◆ **TASK TO COMPLETE**:
Reproduce the passage of the forum post on differential forms below, starting at "In particular we" and ending at "an infinitesimal change.".

--- START PROVIDED TEXT ---

How is the differential form $dx_1 \wedge …\wedge dx_k$ “intuitively” an oriented $k$-dimensional volume element?

I am reading a paper on differential forms. They define it as follows:

A differential $$k$$-form on a domain $$U$$ is a continuous, infinitely differentiable map $$\omega \colon U \to \Lambda^k (\Bbb{R}^{n \ast})$$ where $$\Bbb{R}^{n\ast}$$ is the dual of $$\Bbb{R}^n$$ as a vector space.

In particular we may let $$x_1,...x_n$$ be a basis for $$\Bbb{R}^n$$ and let $$dx_i\in \Bbb{R}^{n \ast}$$ be the unique linear map $$\Bbb{R}^n\to \Bbb{R}$$ that satisfies $$dx_i(x_j)=\delta_{ij}$$

It then goes on to make a comment:

Intuitively, we may consider $$dx_1 \wedge ... \wedge dx_k$$ to be an oriented, $$k$$ dimensional volume element

I don't understand this remark. I know $$dx$$ from calculus is supposed to be an infinitesimal change and I also understand that wedge product is intuitively a way of turning vectors into higher dimensional objects.

But forget about wedge products. I don't understand how $$dx$$ defined as $$\delta_{ij}$$ has anything to do with an infinitesimal change.

--- END PROVIDED TEXT ---
--- START DATA SECTION ---

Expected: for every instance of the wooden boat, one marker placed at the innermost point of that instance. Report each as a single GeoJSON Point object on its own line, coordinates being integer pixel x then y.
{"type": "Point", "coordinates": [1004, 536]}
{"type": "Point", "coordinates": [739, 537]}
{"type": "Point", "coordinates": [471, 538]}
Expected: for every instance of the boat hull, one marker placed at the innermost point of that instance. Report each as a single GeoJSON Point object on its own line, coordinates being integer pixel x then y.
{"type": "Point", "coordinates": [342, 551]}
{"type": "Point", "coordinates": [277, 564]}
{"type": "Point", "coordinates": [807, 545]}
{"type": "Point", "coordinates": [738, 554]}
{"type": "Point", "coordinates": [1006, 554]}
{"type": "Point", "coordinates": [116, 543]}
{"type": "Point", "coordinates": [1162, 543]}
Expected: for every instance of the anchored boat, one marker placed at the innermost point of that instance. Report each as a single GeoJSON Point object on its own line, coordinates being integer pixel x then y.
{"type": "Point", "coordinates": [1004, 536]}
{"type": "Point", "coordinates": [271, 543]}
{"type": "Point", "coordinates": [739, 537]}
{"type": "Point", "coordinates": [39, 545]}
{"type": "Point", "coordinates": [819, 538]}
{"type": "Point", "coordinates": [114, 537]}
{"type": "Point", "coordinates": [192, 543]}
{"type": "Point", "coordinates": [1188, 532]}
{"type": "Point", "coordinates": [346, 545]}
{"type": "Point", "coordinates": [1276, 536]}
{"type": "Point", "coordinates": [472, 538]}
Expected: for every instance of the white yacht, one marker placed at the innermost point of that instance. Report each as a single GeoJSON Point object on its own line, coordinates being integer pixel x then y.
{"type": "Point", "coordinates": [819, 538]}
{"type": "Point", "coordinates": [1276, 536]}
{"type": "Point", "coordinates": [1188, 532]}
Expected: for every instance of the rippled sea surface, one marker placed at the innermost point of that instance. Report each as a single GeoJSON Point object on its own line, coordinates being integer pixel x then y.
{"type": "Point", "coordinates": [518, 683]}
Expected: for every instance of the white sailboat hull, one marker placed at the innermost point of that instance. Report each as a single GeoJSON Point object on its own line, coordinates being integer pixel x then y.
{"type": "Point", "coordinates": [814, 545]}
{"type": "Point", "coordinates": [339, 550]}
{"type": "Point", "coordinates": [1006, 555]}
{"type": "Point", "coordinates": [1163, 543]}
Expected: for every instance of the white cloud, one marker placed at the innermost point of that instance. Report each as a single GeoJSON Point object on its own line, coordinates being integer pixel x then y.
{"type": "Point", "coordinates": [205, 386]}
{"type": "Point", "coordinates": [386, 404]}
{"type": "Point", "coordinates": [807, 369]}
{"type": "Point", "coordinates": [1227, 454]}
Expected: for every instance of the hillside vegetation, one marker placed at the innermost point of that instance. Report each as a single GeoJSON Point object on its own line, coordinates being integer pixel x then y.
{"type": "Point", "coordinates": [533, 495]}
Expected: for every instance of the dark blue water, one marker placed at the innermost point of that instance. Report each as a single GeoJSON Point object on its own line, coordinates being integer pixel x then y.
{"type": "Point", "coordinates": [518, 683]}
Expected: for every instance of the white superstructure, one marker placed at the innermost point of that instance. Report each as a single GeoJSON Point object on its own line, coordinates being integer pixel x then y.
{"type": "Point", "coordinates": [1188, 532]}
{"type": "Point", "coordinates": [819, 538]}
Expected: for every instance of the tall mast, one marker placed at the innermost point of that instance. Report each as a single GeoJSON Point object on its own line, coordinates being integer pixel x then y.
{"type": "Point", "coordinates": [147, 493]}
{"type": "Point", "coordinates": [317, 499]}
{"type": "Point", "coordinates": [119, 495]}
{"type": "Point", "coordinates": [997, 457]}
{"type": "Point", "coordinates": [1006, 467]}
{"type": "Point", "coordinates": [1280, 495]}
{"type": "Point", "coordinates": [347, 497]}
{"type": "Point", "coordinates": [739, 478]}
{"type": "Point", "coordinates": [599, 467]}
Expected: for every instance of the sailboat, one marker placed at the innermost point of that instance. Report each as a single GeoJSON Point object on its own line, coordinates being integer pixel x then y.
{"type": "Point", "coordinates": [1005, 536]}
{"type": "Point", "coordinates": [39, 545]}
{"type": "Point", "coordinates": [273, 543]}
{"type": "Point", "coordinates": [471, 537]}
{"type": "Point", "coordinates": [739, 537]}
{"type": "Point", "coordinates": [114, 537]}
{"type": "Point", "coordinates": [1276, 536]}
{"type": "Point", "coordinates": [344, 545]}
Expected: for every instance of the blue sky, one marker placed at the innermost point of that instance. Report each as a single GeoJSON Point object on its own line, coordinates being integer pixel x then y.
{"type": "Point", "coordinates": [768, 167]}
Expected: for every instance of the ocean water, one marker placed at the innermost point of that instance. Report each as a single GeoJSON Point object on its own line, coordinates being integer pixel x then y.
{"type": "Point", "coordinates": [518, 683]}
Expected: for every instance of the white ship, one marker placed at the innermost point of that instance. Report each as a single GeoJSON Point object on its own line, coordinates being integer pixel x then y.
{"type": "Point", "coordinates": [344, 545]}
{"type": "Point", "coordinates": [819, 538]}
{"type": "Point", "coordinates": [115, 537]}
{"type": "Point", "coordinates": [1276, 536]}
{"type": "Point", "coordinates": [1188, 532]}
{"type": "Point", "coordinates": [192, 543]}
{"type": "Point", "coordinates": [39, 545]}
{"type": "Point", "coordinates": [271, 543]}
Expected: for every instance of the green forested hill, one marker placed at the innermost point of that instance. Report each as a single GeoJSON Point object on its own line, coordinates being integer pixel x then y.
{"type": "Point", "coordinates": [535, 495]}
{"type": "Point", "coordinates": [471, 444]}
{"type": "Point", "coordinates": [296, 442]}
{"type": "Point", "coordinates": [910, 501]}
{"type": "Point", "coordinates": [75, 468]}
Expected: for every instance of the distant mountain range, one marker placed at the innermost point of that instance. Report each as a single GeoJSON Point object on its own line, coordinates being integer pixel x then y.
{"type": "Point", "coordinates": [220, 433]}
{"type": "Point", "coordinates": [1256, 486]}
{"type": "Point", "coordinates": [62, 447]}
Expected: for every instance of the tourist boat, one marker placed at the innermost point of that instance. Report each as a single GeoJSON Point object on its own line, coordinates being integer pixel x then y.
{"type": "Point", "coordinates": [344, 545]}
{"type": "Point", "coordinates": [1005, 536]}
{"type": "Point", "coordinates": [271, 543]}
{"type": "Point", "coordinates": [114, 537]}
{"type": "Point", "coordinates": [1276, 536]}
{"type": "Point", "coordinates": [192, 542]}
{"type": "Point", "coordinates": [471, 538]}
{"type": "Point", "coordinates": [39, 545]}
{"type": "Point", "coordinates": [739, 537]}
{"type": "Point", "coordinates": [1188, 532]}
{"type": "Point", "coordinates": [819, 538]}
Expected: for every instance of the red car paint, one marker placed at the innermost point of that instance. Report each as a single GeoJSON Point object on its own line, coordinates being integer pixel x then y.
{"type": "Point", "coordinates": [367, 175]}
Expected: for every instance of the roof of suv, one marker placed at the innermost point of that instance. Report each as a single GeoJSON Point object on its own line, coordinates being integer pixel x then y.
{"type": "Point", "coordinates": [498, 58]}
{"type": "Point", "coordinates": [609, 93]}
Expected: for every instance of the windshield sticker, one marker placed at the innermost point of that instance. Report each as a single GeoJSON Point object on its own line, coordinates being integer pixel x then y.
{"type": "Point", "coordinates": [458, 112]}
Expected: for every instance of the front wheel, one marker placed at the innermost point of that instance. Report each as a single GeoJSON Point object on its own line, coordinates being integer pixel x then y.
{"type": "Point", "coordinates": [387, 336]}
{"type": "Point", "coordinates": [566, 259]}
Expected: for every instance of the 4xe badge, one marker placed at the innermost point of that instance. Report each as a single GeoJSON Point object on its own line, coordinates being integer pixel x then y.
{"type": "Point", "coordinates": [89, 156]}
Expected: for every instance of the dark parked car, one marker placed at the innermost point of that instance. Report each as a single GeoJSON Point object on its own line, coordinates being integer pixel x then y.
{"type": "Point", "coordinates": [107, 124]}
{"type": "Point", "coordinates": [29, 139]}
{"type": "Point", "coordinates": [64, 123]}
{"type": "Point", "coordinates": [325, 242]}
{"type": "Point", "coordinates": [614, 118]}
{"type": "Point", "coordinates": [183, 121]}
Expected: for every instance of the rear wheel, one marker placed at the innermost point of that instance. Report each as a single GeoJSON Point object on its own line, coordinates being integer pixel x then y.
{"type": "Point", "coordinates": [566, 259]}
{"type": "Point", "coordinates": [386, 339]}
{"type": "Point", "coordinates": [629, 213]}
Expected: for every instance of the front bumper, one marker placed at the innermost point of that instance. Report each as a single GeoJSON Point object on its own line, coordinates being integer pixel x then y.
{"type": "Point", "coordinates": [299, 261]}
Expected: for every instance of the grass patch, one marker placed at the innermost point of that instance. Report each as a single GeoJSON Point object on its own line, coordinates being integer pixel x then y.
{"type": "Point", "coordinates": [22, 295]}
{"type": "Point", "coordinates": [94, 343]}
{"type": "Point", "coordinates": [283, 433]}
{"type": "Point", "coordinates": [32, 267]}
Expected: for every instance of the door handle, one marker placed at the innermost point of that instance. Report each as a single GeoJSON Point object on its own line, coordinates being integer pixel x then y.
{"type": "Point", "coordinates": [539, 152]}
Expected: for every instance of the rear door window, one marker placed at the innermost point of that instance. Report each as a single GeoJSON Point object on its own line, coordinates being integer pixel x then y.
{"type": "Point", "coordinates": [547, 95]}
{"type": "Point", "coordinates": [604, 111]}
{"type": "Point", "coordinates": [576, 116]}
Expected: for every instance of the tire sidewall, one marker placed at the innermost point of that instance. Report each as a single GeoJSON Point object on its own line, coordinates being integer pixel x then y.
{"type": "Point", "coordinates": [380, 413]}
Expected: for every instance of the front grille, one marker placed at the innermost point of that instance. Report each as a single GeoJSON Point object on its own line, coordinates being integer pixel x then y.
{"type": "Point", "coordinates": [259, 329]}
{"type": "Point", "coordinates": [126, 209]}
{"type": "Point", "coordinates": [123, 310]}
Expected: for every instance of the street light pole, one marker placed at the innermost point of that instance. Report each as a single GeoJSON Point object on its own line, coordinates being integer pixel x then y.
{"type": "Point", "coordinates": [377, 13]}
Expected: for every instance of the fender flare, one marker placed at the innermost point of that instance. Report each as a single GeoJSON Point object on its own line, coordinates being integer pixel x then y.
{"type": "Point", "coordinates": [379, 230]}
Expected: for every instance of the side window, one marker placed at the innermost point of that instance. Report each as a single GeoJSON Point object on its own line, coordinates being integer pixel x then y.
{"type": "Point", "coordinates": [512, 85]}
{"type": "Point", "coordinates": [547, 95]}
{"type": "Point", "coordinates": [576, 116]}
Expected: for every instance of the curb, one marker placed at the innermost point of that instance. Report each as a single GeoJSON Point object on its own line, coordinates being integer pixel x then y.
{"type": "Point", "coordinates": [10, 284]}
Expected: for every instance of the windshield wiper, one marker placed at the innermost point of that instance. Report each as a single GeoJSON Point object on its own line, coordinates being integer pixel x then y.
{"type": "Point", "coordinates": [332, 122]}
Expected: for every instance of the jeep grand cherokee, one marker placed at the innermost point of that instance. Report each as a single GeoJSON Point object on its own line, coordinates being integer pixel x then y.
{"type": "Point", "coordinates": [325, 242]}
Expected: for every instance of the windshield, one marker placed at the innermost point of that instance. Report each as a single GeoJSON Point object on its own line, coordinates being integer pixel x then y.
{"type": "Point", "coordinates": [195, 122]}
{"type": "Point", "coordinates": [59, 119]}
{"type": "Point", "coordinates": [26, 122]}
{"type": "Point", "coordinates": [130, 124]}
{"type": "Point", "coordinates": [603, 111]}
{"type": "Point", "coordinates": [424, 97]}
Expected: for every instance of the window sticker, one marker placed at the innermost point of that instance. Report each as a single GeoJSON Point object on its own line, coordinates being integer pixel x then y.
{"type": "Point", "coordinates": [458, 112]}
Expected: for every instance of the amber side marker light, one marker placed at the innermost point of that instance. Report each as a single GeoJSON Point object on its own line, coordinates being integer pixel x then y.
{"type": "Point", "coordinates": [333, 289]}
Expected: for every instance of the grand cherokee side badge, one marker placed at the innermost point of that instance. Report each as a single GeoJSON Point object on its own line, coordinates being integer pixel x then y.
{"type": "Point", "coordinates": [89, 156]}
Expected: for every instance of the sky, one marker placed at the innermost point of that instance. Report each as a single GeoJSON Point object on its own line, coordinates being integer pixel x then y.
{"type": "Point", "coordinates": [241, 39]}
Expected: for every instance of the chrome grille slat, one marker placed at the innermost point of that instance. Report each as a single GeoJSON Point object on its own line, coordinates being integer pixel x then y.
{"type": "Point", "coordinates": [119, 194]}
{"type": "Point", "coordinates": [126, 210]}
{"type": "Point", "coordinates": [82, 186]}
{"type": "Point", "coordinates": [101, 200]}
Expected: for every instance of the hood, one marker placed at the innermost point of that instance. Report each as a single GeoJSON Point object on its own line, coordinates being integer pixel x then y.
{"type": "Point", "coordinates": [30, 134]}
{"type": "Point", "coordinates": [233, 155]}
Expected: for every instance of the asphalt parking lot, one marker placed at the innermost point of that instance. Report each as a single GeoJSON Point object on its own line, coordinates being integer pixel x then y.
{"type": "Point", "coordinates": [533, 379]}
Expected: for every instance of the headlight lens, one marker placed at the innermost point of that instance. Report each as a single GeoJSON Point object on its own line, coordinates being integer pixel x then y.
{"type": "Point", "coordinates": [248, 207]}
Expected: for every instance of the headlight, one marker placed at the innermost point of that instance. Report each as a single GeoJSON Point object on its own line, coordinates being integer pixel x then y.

--- END DATA SECTION ---

◆ **RESPONSE BELOW**:
In particular we may let $$x_1,...x_n$$ be a basis for $$\Bbb{R}^n$$ and let $$dx_i\in \Bbb{R}^{n \ast}$$ be the unique linear map $$\Bbb{R}^n\to \Bbb{R}$$ that satisfies $$dx_i(x_j)=\delta_{ij}$$

It then goes on to make a comment:

Intuitively, we may consider $$dx_1 \wedge ... \wedge dx_k$$ to be an oriented, $$k$$ dimensional volume element

I don't understand this remark. I know $$dx$$ from calculus is supposed to be an infinitesimal change and I also understand that wedge product is intuitively a way of turning vectors into higher dimensional objects.

But forget about wedge products. I don't understand how $$dx$$ defined as $$\delta_{ij}$$ has anything to do with an infinitesimal change.